— WHAT TO PRODUCE —
Tally the lines in the rows below that contain the string "human", and give only the number.
********
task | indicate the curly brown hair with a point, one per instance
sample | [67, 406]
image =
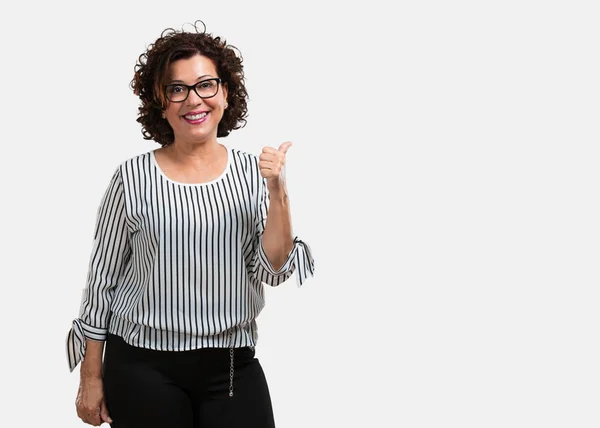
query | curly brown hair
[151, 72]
********
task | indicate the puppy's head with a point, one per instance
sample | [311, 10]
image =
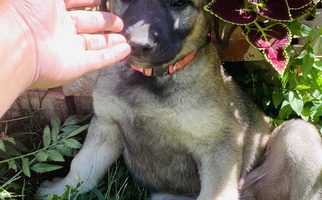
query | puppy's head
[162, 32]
********
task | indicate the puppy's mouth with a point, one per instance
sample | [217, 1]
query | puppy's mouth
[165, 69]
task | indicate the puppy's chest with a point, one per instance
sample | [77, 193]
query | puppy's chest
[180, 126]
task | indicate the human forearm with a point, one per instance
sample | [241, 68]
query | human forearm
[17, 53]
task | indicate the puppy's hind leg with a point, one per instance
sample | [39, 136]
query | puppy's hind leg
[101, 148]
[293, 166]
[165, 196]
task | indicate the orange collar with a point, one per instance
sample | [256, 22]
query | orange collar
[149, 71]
********
— TASK ANSWER —
2